What is required
Set down the records once more, please, exactly and with the pictures left out.

-------

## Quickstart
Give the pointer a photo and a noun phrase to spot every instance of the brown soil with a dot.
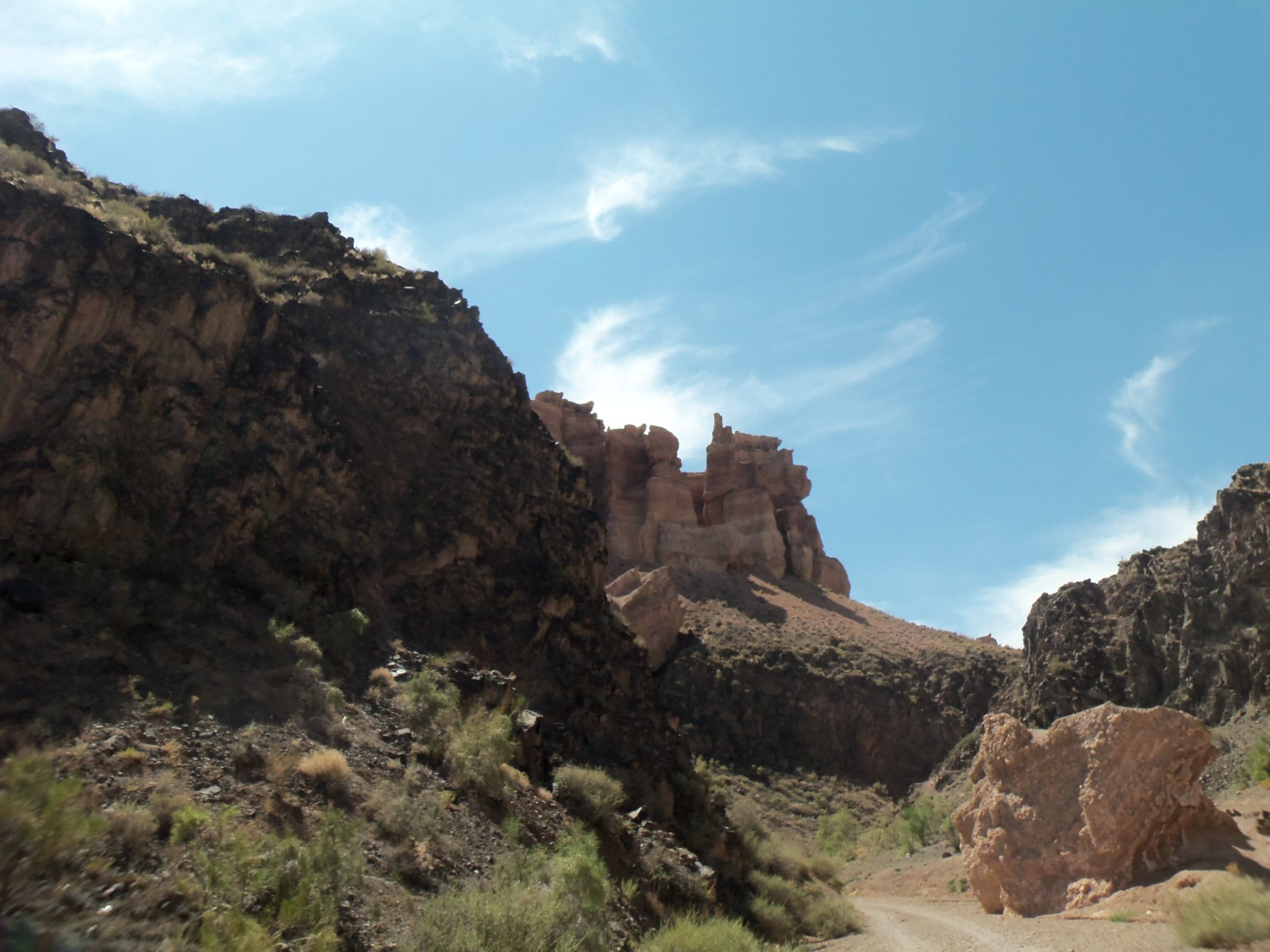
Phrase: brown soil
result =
(784, 676)
(747, 614)
(914, 903)
(147, 897)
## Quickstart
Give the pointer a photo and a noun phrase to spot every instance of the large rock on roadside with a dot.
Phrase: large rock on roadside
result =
(1062, 818)
(650, 602)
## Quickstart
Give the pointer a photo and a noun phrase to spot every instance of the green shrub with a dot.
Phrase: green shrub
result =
(792, 896)
(832, 916)
(48, 826)
(590, 793)
(1227, 913)
(401, 816)
(289, 888)
(838, 833)
(540, 901)
(431, 705)
(695, 935)
(921, 824)
(478, 750)
(187, 823)
(1257, 765)
(341, 635)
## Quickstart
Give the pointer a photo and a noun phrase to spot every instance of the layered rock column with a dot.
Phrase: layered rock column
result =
(745, 513)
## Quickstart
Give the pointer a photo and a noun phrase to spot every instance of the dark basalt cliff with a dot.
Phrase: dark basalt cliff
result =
(1187, 628)
(789, 677)
(780, 667)
(214, 418)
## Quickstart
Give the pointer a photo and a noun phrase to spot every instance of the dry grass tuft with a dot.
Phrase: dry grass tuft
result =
(327, 769)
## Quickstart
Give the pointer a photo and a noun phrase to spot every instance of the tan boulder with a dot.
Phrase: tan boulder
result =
(1062, 818)
(650, 602)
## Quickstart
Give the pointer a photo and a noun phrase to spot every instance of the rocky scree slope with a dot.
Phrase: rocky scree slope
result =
(780, 668)
(215, 418)
(1187, 628)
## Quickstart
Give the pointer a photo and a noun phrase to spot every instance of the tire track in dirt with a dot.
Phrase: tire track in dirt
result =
(920, 926)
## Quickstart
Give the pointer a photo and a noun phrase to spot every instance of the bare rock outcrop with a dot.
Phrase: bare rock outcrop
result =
(1064, 818)
(744, 513)
(1187, 628)
(210, 420)
(650, 602)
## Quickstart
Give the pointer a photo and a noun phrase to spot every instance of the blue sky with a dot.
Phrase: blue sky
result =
(999, 274)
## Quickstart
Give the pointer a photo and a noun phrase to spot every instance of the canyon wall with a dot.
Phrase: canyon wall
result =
(215, 418)
(745, 513)
(1187, 628)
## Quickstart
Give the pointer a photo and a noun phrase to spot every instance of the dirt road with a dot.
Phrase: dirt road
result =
(925, 926)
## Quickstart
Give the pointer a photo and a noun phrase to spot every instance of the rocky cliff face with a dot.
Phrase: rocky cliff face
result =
(1188, 628)
(779, 668)
(745, 513)
(213, 418)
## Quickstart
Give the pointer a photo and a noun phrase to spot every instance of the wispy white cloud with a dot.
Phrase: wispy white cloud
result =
(926, 246)
(175, 54)
(379, 227)
(526, 34)
(627, 362)
(637, 366)
(163, 53)
(900, 345)
(1094, 553)
(1137, 409)
(633, 180)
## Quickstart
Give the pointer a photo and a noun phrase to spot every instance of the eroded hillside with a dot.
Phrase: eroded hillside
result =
(778, 667)
(1188, 628)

-------

Reply
## Quickstart
Give the pointer a photo and a noun phrase to spot every instance of the brown soil with a dot.
Phrase: brown soil
result =
(784, 676)
(747, 614)
(914, 903)
(147, 897)
## Quickstart
Give the pointer a photo and a noun phrase to spot every instance of the large rock on roadside with a dot.
Phrase: large rock on roadside
result =
(1062, 818)
(650, 602)
## Quickstart
Give the pointer a photo and a noun phrase to spot every instance of the green shrub with a dot.
Phrase: green shrub
result =
(792, 896)
(832, 916)
(48, 826)
(590, 793)
(1227, 913)
(401, 816)
(289, 888)
(838, 833)
(540, 901)
(431, 705)
(695, 935)
(921, 824)
(478, 750)
(187, 823)
(1257, 765)
(341, 635)
## Quickstart
Give the pointer a photo and a noun phrase to spot every instance of the layered rock column with a dot.
Phrase: layered rock column
result =
(745, 513)
## Quickstart
Give the pointer a photo and a noun phrase to spot every instance of the dark basalt cliff with a dot.
Phrase: dark basalt cliff
result =
(1187, 628)
(789, 677)
(780, 667)
(214, 418)
## Quickstart
Give the pointer a photo and a noun phrase to spot every instance of the dry grass tuft with a dot.
Phrase: dry grass tuft
result =
(327, 769)
## Quickstart
Give the pointer a photo and a noun phrase to spot every instance of the tan boulder with a dot.
Phrase: tan boulder
result =
(1062, 818)
(650, 602)
## Quickstart
Give the pointer a photo and a noun phrase to spot every instance of the rocky scree slope with a dot.
Phrase: rocky scree slope
result =
(780, 668)
(215, 418)
(1187, 628)
## Quickstart
Give the pointer a photo and a noun phrase to spot every instance of the tire track in dirt with a dot.
Phrase: tire track in dirt
result =
(920, 926)
## Quickstart
Give the pointer a photo and a noun phrase to spot every instance of the bare rock outcrop with a dot.
Phrase: bare rock outcrop
result =
(1064, 818)
(744, 513)
(1187, 628)
(210, 420)
(650, 602)
## Quickstart
Give the pointer a photo and a noun phrase to spot every instance of the blue sky with a dot.
Phrase: blue sky
result =
(999, 274)
## Quickstart
Give the pointer a photo and a noun phrase to spot every instance of the canyon wall with a dot.
Phrase: canyon wall
result =
(215, 418)
(745, 513)
(1187, 628)
## Quickstart
Give the pointer a photo and a noun phrase to spot every instance of the dirt road with a dot.
Phrase: dirt road
result =
(925, 926)
## Quickstart
Give the pointer a photo and a noun phrase to spot every instance of the rocky cliff face with a dot.
Phrase: rocky cliff face
result =
(1188, 628)
(779, 668)
(745, 513)
(213, 418)
## Quickstart
Give the pointer a photo and a noun phrase to spot every instance of the wispy white cloud with a dot.
Phrase: wispy white cloud
result =
(926, 246)
(175, 54)
(379, 227)
(526, 34)
(627, 362)
(637, 366)
(163, 53)
(900, 345)
(1094, 553)
(1137, 409)
(633, 180)
## Quickstart
Give the pointer a photo and a noun phrase to spot every instance of the eroded hillside with a dot.
Phrase: eroded hillside
result =
(778, 667)
(1188, 628)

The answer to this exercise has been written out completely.